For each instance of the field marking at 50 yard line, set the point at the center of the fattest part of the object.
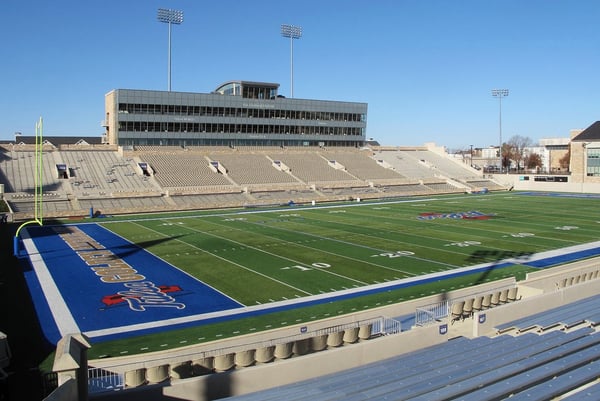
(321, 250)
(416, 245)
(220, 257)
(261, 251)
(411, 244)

··········

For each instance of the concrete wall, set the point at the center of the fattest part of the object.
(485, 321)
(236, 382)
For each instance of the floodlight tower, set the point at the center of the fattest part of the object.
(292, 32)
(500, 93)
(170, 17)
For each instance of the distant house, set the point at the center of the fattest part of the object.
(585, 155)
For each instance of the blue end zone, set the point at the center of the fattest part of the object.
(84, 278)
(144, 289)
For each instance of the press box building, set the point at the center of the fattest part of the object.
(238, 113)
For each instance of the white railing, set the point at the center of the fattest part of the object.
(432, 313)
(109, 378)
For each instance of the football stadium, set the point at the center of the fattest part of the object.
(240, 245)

··········

List every line above that contains the word "distant", copying each one in full. Case counts.

Task solution:
For each instance of the distant house, set the point at the center of the fattest part of the object.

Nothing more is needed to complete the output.